Task brief => Each entry is to be restated word for word, with nothing omitted.

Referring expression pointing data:

===

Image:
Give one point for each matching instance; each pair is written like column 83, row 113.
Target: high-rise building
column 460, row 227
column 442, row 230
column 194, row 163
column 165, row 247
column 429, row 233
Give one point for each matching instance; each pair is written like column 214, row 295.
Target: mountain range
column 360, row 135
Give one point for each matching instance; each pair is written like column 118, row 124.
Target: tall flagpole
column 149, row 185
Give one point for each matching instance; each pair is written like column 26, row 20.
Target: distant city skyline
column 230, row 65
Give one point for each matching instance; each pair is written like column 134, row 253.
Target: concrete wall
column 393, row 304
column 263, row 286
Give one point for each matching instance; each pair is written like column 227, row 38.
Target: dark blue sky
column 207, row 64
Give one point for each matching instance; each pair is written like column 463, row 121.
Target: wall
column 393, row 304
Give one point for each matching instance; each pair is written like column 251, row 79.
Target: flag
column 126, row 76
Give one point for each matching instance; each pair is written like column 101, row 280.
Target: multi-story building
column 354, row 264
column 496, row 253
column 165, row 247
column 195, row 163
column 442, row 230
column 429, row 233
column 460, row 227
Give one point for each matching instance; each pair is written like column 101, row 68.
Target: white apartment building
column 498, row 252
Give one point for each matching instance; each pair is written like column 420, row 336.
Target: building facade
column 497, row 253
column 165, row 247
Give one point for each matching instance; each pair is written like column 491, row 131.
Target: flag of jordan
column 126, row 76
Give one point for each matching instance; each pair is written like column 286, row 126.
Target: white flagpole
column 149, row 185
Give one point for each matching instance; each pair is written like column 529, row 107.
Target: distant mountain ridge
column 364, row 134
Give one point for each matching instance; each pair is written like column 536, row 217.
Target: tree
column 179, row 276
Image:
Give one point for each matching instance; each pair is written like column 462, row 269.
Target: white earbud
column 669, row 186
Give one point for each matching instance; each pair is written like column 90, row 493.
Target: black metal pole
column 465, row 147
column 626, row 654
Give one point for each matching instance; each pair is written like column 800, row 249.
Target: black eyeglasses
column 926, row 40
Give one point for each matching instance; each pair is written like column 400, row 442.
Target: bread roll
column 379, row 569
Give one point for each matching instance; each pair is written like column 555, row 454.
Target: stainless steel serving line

===

Solution to this exercise =>
Image:
Give one point for each matching instance; each pair is written like column 83, row 113.
Target: high-rise building
column 460, row 227
column 442, row 230
column 194, row 163
column 165, row 247
column 429, row 233
Give one point for each matching instance; each pair is written like column 214, row 295.
Target: mountain range
column 360, row 135
Give one point for each matching instance; each pair is written like column 118, row 124.
Target: tall flagpole
column 149, row 185
Give one point for each matching instance; each pair is written like column 26, row 20.
Target: distant city skyline
column 230, row 65
Give one point for each matching instance; each pair is written like column 134, row 253.
Target: concrete wall
column 393, row 304
column 263, row 286
Give one point for each matching instance; each pair is written like column 227, row 38.
Target: dark blue sky
column 207, row 64
Give one point for each matching instance; each pair is written like column 463, row 121.
Target: wall
column 393, row 304
Give one point for each matching instance; each pair is written like column 251, row 79.
Target: flag
column 126, row 76
Give one point for each matching instance; each pair is written like column 101, row 280.
Target: multi-story building
column 354, row 264
column 496, row 253
column 165, row 247
column 195, row 163
column 442, row 230
column 429, row 233
column 460, row 227
Give one point for each matching instance; each pair is written like column 101, row 68.
Target: white apartment building
column 498, row 252
Give one point for each matching instance; each pair is written like column 420, row 336.
Target: building facade
column 497, row 253
column 165, row 247
Give one point for each matching instance; each pair is written like column 491, row 131.
Target: flag of jordan
column 126, row 76
Give one point for each matching instance; each pair is written like column 286, row 126.
Target: white flagpole
column 149, row 185
Give one point for each matching instance; each pair is written like column 529, row 107.
Target: distant mountain ridge
column 364, row 134
Give one point for each matching instance; each pair is written like column 536, row 217.
Target: tree
column 179, row 276
Image:
Give one point for each matching instance; each pair is written like column 462, row 269.
Target: white earbud
column 669, row 186
Give one point for each matching instance; each pair is written like column 90, row 493.
Target: black metal pole
column 465, row 147
column 626, row 654
Give one point for each matching instance; each pair is written like column 800, row 249.
Target: black eyeglasses
column 926, row 40
Give one point for each matching instance; each pair is written like column 400, row 442.
Target: bread roll
column 379, row 569
Give one point for each matching instance; each pair is written like column 555, row 454.
Target: stainless steel serving line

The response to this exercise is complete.